从含有“I need to locate the residential”的那一行起，到含有“[0,69,35,134]”的那一行为止，把这些行（首尾两行都算在内）转换成编号列表，空行不要列入。

┄┄┄┄┄┄┄┄┄┄┄┄┄┄┄┄┄┄┄┄

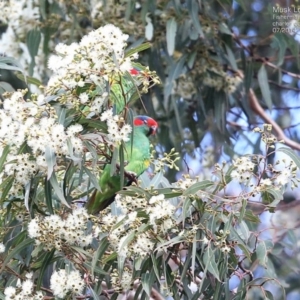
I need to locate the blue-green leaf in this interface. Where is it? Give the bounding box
[45,146,56,180]
[166,18,177,56]
[257,65,272,110]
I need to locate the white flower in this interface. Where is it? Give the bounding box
[0,243,5,253]
[67,270,84,294]
[4,286,16,299]
[79,93,89,104]
[27,219,41,238]
[22,279,33,295]
[50,269,69,298]
[100,108,113,121]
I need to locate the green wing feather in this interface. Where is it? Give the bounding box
[86,126,150,214]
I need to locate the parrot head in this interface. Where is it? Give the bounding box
[133,116,158,136]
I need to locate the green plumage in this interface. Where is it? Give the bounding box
[86,125,150,214]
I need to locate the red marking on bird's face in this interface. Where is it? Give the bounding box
[133,116,158,135]
[129,69,140,75]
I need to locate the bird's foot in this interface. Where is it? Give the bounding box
[124,171,137,184]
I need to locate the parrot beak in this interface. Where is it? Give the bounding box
[150,125,157,135]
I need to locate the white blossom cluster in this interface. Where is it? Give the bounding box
[0,243,5,254]
[101,108,132,145]
[28,208,93,251]
[50,269,84,299]
[4,273,44,300]
[0,0,46,89]
[0,91,83,197]
[46,24,137,107]
[231,156,255,183]
[110,267,133,291]
[101,194,175,257]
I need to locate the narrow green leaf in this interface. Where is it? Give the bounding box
[164,54,187,101]
[50,172,70,208]
[225,45,238,71]
[182,198,192,226]
[276,147,300,169]
[0,145,10,173]
[24,182,30,211]
[244,210,260,223]
[1,176,14,202]
[125,42,151,58]
[257,65,272,110]
[44,177,54,215]
[26,29,41,59]
[182,180,214,196]
[36,249,55,290]
[91,238,109,275]
[0,238,33,273]
[141,269,156,297]
[119,144,125,189]
[256,241,274,268]
[110,147,119,176]
[89,288,101,300]
[45,146,56,180]
[0,81,15,94]
[82,166,101,192]
[238,199,247,223]
[166,18,177,56]
[188,0,204,38]
[0,62,23,73]
[203,247,220,281]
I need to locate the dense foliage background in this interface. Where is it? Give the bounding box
[0,0,300,299]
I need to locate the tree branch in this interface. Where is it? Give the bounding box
[248,89,300,150]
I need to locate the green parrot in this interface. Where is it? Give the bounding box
[86,116,158,214]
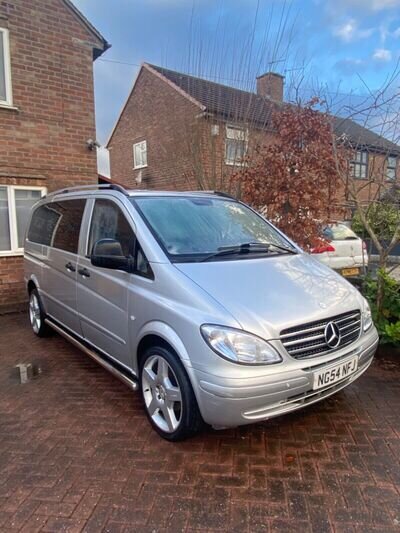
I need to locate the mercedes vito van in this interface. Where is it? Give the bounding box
[25,185,378,440]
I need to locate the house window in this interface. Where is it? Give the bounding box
[350,150,368,179]
[386,155,397,181]
[0,28,12,106]
[133,141,147,168]
[225,126,248,165]
[0,185,46,255]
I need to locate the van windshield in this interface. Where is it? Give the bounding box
[132,196,296,262]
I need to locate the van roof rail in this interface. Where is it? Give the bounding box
[47,183,129,197]
[213,191,237,200]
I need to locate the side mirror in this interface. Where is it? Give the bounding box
[90,239,133,272]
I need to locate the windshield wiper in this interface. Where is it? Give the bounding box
[201,242,297,261]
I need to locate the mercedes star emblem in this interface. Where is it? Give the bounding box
[324,322,340,348]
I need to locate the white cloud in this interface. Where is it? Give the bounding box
[324,0,400,14]
[333,19,375,43]
[372,48,392,63]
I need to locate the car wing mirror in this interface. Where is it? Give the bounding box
[90,239,133,272]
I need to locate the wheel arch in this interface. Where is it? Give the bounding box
[26,275,40,294]
[134,321,190,372]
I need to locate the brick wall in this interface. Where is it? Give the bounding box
[109,66,398,218]
[0,0,103,306]
[108,68,201,189]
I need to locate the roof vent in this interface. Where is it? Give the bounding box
[257,72,285,102]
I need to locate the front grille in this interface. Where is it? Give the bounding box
[280,310,361,359]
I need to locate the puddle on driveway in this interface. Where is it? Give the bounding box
[13,363,42,385]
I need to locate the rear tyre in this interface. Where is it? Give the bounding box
[29,289,51,337]
[140,346,203,441]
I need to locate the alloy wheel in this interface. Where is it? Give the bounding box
[142,355,183,433]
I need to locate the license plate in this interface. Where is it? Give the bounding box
[313,357,358,390]
[342,268,360,276]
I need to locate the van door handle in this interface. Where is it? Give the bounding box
[65,261,76,272]
[78,268,90,278]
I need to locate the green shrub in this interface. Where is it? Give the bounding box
[362,269,400,345]
[351,202,400,241]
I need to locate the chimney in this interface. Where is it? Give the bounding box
[257,72,285,102]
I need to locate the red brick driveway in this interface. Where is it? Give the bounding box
[0,315,400,533]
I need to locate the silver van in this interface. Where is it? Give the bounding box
[25,185,378,440]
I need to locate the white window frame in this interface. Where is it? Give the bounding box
[385,155,397,183]
[224,124,249,167]
[350,149,369,180]
[133,140,147,170]
[0,28,13,107]
[0,183,47,257]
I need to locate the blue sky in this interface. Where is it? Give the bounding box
[73,0,400,173]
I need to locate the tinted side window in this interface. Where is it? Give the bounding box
[135,241,154,279]
[88,200,153,278]
[28,204,60,246]
[51,200,86,254]
[88,200,135,257]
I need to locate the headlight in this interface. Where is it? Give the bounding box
[362,298,372,331]
[200,324,282,365]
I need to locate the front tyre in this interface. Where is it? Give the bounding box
[140,347,202,441]
[29,289,51,337]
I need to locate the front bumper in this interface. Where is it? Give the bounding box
[192,328,379,428]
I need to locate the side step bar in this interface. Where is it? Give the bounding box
[45,318,139,390]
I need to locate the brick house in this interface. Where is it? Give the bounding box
[107,63,400,208]
[0,0,110,309]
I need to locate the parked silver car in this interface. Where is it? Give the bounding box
[25,185,378,440]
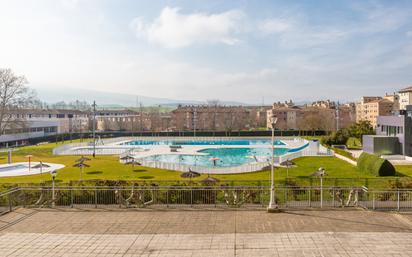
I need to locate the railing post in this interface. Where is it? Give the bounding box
[70,187,73,208]
[309,187,312,207]
[7,193,13,212]
[190,187,193,207]
[396,189,401,211]
[94,187,97,208]
[166,188,169,208]
[283,186,288,207]
[213,187,217,208]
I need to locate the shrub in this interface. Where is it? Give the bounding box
[357,152,396,176]
[332,148,356,161]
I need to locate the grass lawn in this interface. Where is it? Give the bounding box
[346,137,362,149]
[0,140,412,187]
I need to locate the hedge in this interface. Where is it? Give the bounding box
[357,152,396,176]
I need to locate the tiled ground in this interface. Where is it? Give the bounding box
[0,209,412,257]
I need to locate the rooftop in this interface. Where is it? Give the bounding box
[399,86,412,93]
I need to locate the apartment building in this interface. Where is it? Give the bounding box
[356,95,399,128]
[171,105,262,131]
[267,101,355,131]
[95,110,172,131]
[0,109,89,147]
[399,86,412,110]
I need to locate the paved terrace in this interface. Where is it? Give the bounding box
[0,209,412,257]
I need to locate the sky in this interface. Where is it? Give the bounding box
[0,0,412,104]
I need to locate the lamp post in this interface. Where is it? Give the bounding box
[311,167,326,208]
[93,101,96,158]
[267,114,279,212]
[25,154,33,172]
[50,170,57,208]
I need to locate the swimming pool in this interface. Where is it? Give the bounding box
[144,145,302,167]
[0,164,29,172]
[123,139,285,146]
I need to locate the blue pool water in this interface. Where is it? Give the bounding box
[125,139,285,145]
[0,164,28,172]
[145,148,289,167]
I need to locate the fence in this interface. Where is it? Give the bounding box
[0,186,412,213]
[138,159,269,174]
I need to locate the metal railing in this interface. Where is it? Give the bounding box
[138,159,270,174]
[0,186,412,213]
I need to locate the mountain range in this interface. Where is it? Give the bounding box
[35,88,247,107]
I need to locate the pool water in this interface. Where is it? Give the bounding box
[0,164,29,172]
[145,148,289,167]
[124,139,285,145]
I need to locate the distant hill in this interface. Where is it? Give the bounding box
[35,88,245,105]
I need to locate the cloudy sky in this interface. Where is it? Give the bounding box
[0,0,412,103]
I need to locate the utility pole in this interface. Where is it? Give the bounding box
[93,101,96,158]
[336,101,340,131]
[140,102,143,133]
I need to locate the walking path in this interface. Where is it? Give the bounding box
[0,209,412,257]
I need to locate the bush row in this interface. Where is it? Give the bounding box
[357,152,396,176]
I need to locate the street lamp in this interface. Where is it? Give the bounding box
[311,167,326,208]
[24,154,33,172]
[50,170,57,208]
[267,114,279,212]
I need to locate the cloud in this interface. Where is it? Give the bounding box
[130,7,245,48]
[258,19,293,34]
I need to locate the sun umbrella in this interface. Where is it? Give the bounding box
[73,162,90,180]
[73,162,90,168]
[24,154,33,172]
[310,168,326,177]
[120,154,134,160]
[32,162,50,169]
[202,175,220,184]
[209,157,220,166]
[180,170,200,178]
[280,160,296,167]
[247,154,259,162]
[124,160,142,166]
[75,156,91,162]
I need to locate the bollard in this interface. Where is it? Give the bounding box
[8,193,13,212]
[94,187,97,208]
[396,189,400,211]
[70,188,73,208]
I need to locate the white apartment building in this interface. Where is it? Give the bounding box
[0,109,89,146]
[356,95,399,128]
[399,86,412,110]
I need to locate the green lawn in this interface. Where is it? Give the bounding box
[0,140,412,187]
[346,137,362,149]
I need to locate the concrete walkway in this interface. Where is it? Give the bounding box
[0,209,412,257]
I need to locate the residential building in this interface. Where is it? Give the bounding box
[356,95,399,128]
[0,109,89,146]
[399,86,412,110]
[95,110,171,131]
[363,105,412,156]
[171,105,257,131]
[267,100,355,131]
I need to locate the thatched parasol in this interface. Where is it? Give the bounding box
[75,156,91,162]
[201,175,220,184]
[180,170,200,178]
[32,162,50,169]
[280,160,296,167]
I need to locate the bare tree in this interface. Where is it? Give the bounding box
[0,69,35,134]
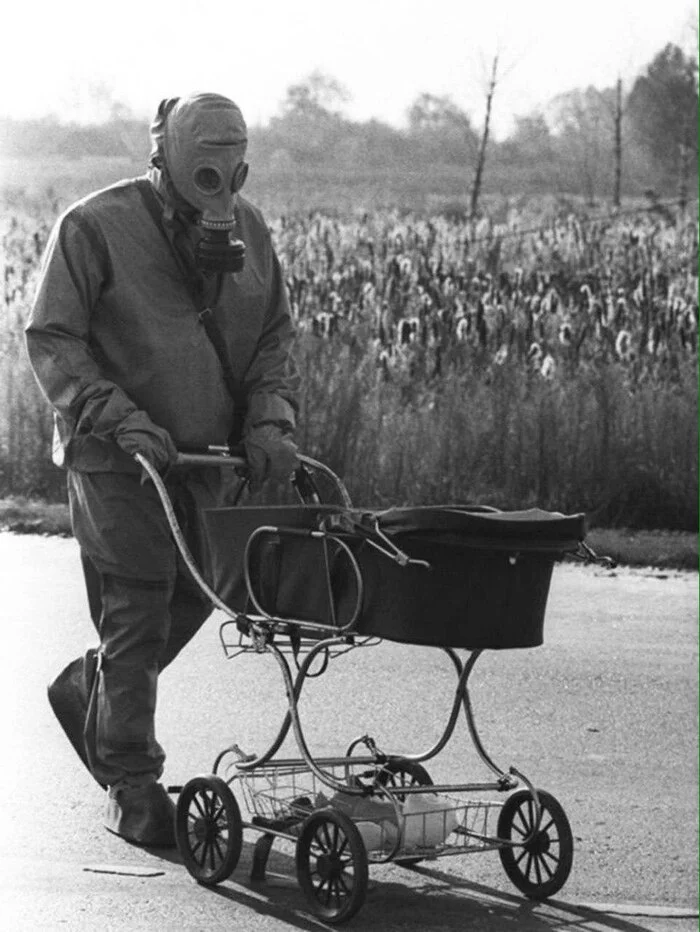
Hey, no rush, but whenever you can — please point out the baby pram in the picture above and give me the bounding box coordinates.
[139,453,598,923]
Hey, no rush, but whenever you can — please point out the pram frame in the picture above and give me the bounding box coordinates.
[136,448,597,922]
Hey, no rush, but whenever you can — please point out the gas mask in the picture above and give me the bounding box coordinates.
[151,94,248,273]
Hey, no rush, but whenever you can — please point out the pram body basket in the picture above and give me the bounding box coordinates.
[202,505,585,650]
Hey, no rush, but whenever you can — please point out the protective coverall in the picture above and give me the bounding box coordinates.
[26,94,298,843]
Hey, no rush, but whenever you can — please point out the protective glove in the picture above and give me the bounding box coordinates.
[114,411,177,472]
[243,424,299,492]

┄┄┄┄┄┄┄┄┄┄┄┄┄┄┄┄┄┄┄┄

_参考解答_.
1. I need to locate the residential building in this interface. Where is it? Give the bounding box
2. [356,95,399,128]
3. [0,109,89,146]
4. [399,86,412,110]
5. [95,110,171,131]
6. [363,105,412,156]
7. [171,105,257,131]
8. [267,100,355,131]
9. I need to locate the thatched parasol in this interface. Where is it? Give the bounding box
10. [75,156,91,162]
11. [201,175,220,184]
12. [180,170,200,178]
13. [32,162,50,169]
14. [280,160,296,167]
15. I need to locate the bare tree in this interface. Where is it? Give the bounding box
16. [0,69,35,134]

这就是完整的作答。